EXTRAIT DU TEXTE:
● ● ● ● ● ● ●

Notre époque est plongée dans un climat anxiogène entretenu par des préoccupations légitimes au sujet de problèmes fondamentaux.
Je suis moi-même préoccupé et inquiet. Et souvent, je lis le journal avec colère ou désillusion.
Et tout ce dont on profite, potentiellement, peut nuire à d'autres par ailleurs.
Mais pour ma part, je ne pense pas que le noir puisse être l'unique couleur sur la palette de notre époque.
Les progrès médicaux et la Sécurité sociale ont permis à nombre de mes proches et de mes amis de continuer leur chemin de vie. Si j'avais vécu ne serait-ce que 30 ans en arrière, je serais orphelin de père, j'aurais perdu deux de mes oncles, l'un de mes meilleurs amis, etc. Et si j'étais né un siècle plus tôt, j'aurais sans doute gonflé les chiffres de la mortalité infantile.
Alors bien-sûr, on peut retourner l'argument. Les progrès médicaux contribuent à la surpopulation et à la menace qu'elle fait peser sur l'avenir de l'espèce. Mais bon ! Je suis bien heureux d'être en vie et de profiter de ceux qui me sont chers.
Si j'étais né cent ans plus tôt, j'aurais éprouvé beaucoup plus de difficultés à poursuivre des études : les voies étaient beaucoup plus cloisonnées et les étudiants n'étaient pas aidés. Alors bien sûr, l'école républicaine est depuis quelques temps déjà victime des carences des politiques éducatives et des politiques urbaines, mais il n'empêche qu'elle peut encore être vectrice d'une ascension sociale bien plus importante que durant le premier vingtième siècle.
La politique culturelle pourrait être bien plus ambitieuse et bien mieux ordonnée mais elle demeure une politique de démocratisation : j'ai pu m'offrir des places d'opéra pour 25 euros (je suis d'ailleurs un spectateur assidu) alors qu'au siècle dernier, je n'aurais pas eu les moyens de réserver un seul siège. Durant la seconde vague de la pandémie, la désertion des théâtres a fait que j'ai découvert des spectacles assis seul dans les mêmes loges qui, au XIXe siècle, étaient encore louées par les grosses familles bourgeoises et aristocratiques.

● ● ● ● ● ● ●

DONNÉES SOURCES:
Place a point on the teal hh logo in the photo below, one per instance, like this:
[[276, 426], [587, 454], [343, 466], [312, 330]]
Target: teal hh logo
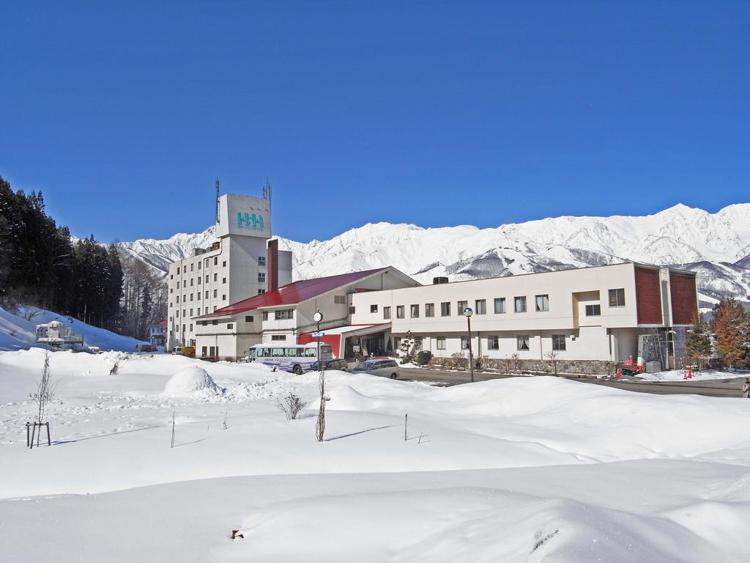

● ● ● ● ● ● ●

CONSIGNES DE L'EXERCICE:
1 – Répondez aux questions suivantes à l'aide du texte sur les progrès de notre époque.
(a) À quel prix des places d'opéra ont-elles pu être achetées ?
(b) Quels deux éléments ont permis à nombre de proches et d'amis de continuer leur chemin de vie ?
(c) Au XIXe siècle, par qui les loges des théâtres étaient-elles encore louées ?
2 – Poursuivez le texte sur les progrès de notre époque à partir de sa dernière phrase.

CORRIGÉ:
1 –
(a) Pour 25 euros.
(b) Les progrès médicaux et la Sécurité sociale.
(c) Par les grosses familles bourgeoises et aristocratiques.

2 –
J'ai retrouvé avec рlаіsіг les collections permanentes de plusieurs musées gratuits ; j'ai vu des expositions d'une richesse incomparable qui auraient été impossibles à monter cent ans plus tôt.
J'ai le рlаіsіг d'échanger avec vous tous sur le forum et de m'être fait des amis dans plusieurs régions de France et sur plusieurs continents. J'ai pu les rencontrer grâce aux facilités de transport, tant du point de vue de leur performance que de leur coût. Internet me donne accès à des ressources culturelles et à des médias. Utilisé à bon escient, je trouve qu'internet est un merveilleux outil. Et internet demeure l'un des fait marquants de notre époque.
Alors bien sûr, internet est dans le même temps vecteur de graves problèmes sociaux contemporains et de déséquilibres. Mais je demeure heureux de ce que la toile peut m'offrir et je demeure vigilent à ne pas l'utiliser de façon contraire à mes principes (je continue par exemple à faire toutes mes courses dans des magasins : c'est un exemple parmi tant d'autres utilisations que je m'impose ou m'interdis).
Et bien sûr, les voyages comme le tourisme de mаssе posent des problèmes écologiques, culturels et même sanitaires ou économiques. Mais les voyages et les rencontres qu'ils m'ont donné l'opportunité de faire ont enrichi ma vie. N'importe quelle région de France se trouve désormais comme à quelques encablures. Je suis heureux d'avoir pu vivre ces moments.
Et cætera. Et cætera.
Au total, cette époque qui me cause bien des soucis me montre dans le même temps beaucoup de belles choses et me permet de vivre beaucoup de beaux moments.